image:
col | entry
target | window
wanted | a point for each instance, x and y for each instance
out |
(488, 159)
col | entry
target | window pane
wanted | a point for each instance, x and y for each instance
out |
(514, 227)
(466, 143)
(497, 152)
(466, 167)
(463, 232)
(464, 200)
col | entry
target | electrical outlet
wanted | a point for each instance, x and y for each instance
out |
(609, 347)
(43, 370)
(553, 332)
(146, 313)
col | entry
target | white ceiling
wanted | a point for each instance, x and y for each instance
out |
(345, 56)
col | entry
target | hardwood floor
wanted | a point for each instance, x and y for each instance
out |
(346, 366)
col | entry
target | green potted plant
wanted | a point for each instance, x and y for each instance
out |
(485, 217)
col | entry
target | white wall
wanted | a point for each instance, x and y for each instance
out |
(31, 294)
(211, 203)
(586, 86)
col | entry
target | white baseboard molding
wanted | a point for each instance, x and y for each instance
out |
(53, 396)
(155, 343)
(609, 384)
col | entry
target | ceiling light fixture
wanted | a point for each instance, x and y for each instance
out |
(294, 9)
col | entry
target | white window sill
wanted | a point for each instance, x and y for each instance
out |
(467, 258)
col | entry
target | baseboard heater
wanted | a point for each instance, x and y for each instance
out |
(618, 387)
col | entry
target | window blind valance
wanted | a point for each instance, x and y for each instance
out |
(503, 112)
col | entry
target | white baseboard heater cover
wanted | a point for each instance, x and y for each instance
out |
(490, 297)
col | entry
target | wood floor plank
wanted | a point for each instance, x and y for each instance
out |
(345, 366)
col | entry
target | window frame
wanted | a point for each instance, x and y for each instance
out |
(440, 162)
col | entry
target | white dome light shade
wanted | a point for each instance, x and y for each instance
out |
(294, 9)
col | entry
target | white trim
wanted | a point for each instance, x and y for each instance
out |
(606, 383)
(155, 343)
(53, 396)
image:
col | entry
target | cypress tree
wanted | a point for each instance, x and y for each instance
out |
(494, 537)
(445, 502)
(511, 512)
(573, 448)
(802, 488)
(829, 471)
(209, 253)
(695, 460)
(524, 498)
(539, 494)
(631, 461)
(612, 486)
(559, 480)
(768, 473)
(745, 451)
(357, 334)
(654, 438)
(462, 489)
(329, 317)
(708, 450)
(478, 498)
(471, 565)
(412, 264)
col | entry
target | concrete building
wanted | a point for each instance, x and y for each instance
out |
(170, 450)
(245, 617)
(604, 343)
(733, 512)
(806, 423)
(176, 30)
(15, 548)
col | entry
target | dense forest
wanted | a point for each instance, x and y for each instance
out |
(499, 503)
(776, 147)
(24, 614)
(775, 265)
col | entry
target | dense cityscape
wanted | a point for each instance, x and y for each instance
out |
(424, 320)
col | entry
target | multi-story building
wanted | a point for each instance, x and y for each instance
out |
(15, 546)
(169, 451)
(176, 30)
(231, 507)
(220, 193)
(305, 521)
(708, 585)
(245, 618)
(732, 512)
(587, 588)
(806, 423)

-------

TASK REQUIREMENTS: How many lines of the items above contain the string "ceiling"? Give only the number.

FULL SOLUTION: 2